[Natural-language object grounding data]
○ ○ ○ ○ ○ ○ ○
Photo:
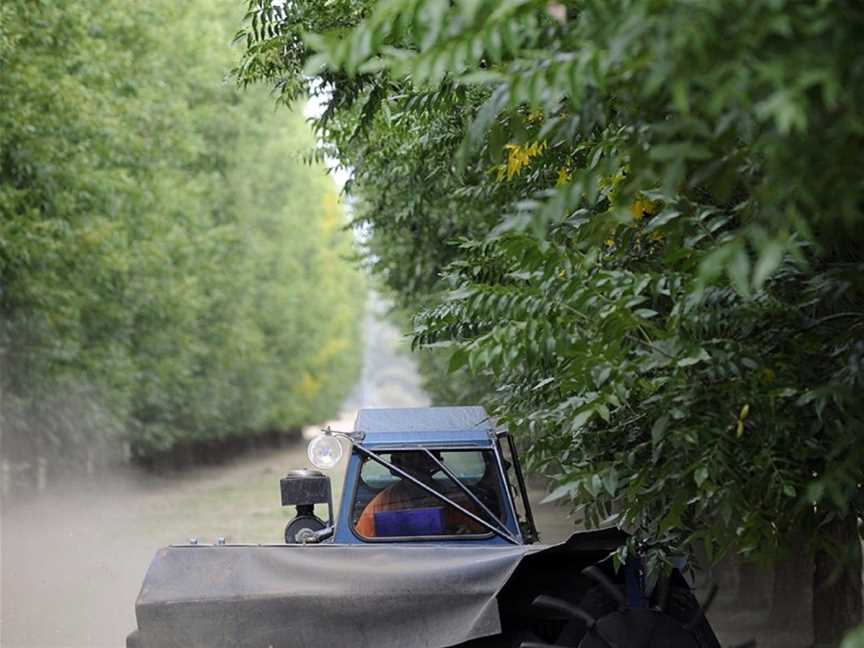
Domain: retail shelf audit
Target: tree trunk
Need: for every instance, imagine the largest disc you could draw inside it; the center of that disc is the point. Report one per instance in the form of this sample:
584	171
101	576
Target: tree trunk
837	605
754	586
793	580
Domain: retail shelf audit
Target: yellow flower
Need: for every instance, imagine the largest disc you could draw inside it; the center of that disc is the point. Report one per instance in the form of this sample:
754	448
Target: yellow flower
642	207
564	176
519	157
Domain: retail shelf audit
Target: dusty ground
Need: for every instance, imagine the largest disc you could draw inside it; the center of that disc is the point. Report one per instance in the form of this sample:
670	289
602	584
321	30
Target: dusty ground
73	560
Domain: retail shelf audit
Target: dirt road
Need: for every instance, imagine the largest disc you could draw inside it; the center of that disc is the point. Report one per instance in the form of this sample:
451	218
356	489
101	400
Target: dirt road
73	560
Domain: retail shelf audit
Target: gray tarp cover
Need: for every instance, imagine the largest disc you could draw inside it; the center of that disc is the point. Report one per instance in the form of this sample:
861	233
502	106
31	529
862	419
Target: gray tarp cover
325	595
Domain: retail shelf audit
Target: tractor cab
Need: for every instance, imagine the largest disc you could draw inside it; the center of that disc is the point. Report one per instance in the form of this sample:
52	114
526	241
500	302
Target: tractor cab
442	474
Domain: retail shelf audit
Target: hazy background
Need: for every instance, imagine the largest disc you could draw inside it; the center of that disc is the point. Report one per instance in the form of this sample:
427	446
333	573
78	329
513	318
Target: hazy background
73	556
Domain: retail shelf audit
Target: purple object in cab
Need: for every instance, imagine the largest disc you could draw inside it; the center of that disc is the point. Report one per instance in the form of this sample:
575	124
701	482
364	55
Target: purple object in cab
413	522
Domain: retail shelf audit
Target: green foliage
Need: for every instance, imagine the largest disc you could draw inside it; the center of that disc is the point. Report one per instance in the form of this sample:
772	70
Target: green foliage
169	270
637	222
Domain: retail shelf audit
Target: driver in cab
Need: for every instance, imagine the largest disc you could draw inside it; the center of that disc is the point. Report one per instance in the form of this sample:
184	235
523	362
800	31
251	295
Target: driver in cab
406	497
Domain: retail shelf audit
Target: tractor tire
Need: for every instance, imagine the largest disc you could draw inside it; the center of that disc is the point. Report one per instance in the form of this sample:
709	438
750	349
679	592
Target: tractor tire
681	605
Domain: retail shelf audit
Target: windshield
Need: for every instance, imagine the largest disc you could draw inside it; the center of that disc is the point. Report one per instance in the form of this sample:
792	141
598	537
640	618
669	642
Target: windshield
388	506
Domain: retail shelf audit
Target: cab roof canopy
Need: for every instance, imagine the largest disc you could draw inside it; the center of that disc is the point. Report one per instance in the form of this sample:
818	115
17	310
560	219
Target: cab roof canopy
424	426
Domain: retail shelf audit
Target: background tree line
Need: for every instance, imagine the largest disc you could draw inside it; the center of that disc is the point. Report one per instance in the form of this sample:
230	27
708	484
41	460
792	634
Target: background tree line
635	228
171	273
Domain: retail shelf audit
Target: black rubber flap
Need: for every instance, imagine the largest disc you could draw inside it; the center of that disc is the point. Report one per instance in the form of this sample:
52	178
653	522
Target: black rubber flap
326	595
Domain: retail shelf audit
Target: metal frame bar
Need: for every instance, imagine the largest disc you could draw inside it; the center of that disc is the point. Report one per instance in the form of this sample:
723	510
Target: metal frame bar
517	468
368	453
468	492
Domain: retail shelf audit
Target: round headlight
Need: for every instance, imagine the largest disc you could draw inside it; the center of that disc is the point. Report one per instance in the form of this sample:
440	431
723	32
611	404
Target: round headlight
324	451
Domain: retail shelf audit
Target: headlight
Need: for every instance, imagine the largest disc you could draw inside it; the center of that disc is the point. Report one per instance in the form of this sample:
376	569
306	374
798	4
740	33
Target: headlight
324	451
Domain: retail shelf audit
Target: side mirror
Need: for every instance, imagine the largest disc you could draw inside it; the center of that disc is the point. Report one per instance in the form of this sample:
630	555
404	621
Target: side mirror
304	489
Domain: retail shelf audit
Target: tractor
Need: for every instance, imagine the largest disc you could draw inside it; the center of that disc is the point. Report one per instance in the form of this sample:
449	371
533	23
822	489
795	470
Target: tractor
433	545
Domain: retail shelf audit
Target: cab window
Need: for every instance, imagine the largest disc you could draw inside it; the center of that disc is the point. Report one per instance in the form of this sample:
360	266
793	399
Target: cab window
386	505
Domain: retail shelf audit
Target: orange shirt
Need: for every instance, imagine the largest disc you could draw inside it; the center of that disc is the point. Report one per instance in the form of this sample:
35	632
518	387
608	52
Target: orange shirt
○ ○ ○ ○ ○ ○ ○
> [Work instruction]: Reproduce all entries exactly. Pictures do not belong in the copy.

> [Worked solution]:
Photo:
Domain: retail shelf audit
Target: tree trunk
Need: for every instance, imagine the largest disc you could draw inside it; the center of that disc is the point. Report one per instance in the form of this sample:
584	171
101	576
Target: tree trunk
837	605
754	586
793	580
Domain: retail shelf audit
Target: yellow flower
Need: for every instance, imagine the largest disc you could draw inside it; the center of that disc is the point. Report one per instance in the form of this sample:
754	448
Target: yellow flower
642	207
564	176
519	157
Domain: retail shelf audit
Target: dusty ground
Need: for every instance, imagine the largest disc you could draw inside it; the center of that disc is the point. Report one per instance in the form of this sample:
670	289
602	584
321	30
Target: dusty ground
73	560
Domain: retail shelf audit
Target: dirt road
Need: for every instance, imagine the largest disc you could draw inside it; the center of that disc is the point. Report one per instance in the form of this sample:
451	218
356	489
101	400
Target: dirt road
73	560
Domain: retail shelf audit
Target: gray tarp cover
Need: for every instance, imagine the largest disc you could draw inside it; the center of that disc is the point. Report one per instance in the form of this sample:
861	233
502	106
31	529
862	419
Target: gray tarp cover
325	595
Domain: retail shelf audit
Target: tractor cab
Need: for every instance, imagine the largest disc you could draw inside it; the center of that disc is the point. Report one per instance in the form of this sample:
52	114
526	241
500	302
Target: tractor cab
442	474
Domain: retail shelf audit
Target: hazy background
Need: for every instance, imagine the largest disc you could draw inside it; the center of that disc is the point. Report one per instance in the form of this sample:
427	446
333	573
78	329
513	318
Target: hazy background
73	556
Domain: retail shelf audit
Target: purple object in cab
Need: for every instance, imagine the largest disc you could draw inside it; the center of that disc is the point. Report one per instance in the form of this sample:
575	124
701	482
364	55
Target: purple object in cab
413	522
Domain: retail shelf audit
Target: green foliage
Need: for every instance, imagine the largest disc you could draw inside it; the center of that disc is the point. Report one per instance in the form of this sample:
772	70
Target: green foliage
169	270
637	222
Domain: retail shelf audit
Target: driver in cab
Need: for every instance, imagine the largest disc you could draw inside it; the center of that disc is the point. Report one per instance in the form of this sample:
184	235
523	362
800	31
251	295
Target: driver in cab
406	497
Domain: retail shelf audit
Target: tractor tire
Need: for every instance, imagine the largest disc you could draw inside it; the center of that disc is the point. Report one per instance in the form of this sample:
709	438
750	349
679	592
Target: tractor tire
681	605
Domain: retail shelf audit
Target: windshield
Need: for every instance, imagine the largest disc you could draw inside it; the center of that disc is the point. Report one per instance in the form of this sample:
792	141
598	537
640	618
669	642
Target: windshield
388	506
Domain: retail shelf audit
Target: cab roof canopy
Need: for every instance, imagine the largest disc you could draw inside it; the center of that disc is the point. Report one per instance in the form of this sample:
818	115
17	310
560	219
Target: cab roof canopy
424	426
Domain: retail shelf audit
Target: background tree line
Need: for every instance, imagine the largest disc you could draw inside it; the center of that disc is the point. Report one per instance in the form of this sample:
230	27
708	484
41	460
792	634
Target: background tree line
635	228
171	273
Domain: retail shelf audit
Target: black rubber flap
Need: for every instance, imagine the largest disc you could draw inside it; the center of that disc is the point. Report one per instance in the form of this sample:
52	178
653	522
Target: black rubber flap
326	595
Domain: retail shelf audit
Target: metal frame bar
Need: for every instance, imagine the largest disc you could draw inside it; the center of that disc is the point. Report one per instance in the form of this sample:
723	510
Target: metal frame bar
517	468
368	453
468	492
Domain: retail shelf audit
Target: round headlight
Need: for every instance, imagine the largest disc you could draw inside it; the center of that disc is the point. Report one per instance in the form of this sample:
440	431
723	32
611	404
Target: round headlight
324	451
Domain: retail shelf audit
Target: headlight
Need: for every instance, imagine the largest disc you could draw inside it; the center of that disc is the point. Report one per instance in the form of this sample:
376	569
306	374
798	4
740	33
Target: headlight
324	451
Domain: retail shelf audit
Target: side mirror
Need: for every instance, imagine the largest disc you could draw inside it; the center of that disc is the point. Report one per instance in the form of this sample:
630	555
404	621
Target: side mirror
304	489
Domain: retail shelf audit
Target: tractor
Need: for every instance, imagine the largest disc you could draw inside it; the center of that disc is the point. Report one per instance in the form of this sample:
449	371
533	23
822	489
795	470
Target: tractor
433	545
Domain: retail shelf audit
Target: cab window
Need: for every instance, imagine the largest disc you could draw inside it; the center of that disc is the point. Report one per instance in the form of this sample:
360	266
793	399
Target: cab window
386	505
Domain: retail shelf audit
Target: orange shirt
Need: for every instance, imagine the largest disc you could draw inside it; the center of that disc is the point. Report one per instance in the form of this sample:
35	632
518	387
608	52
Target: orange shirt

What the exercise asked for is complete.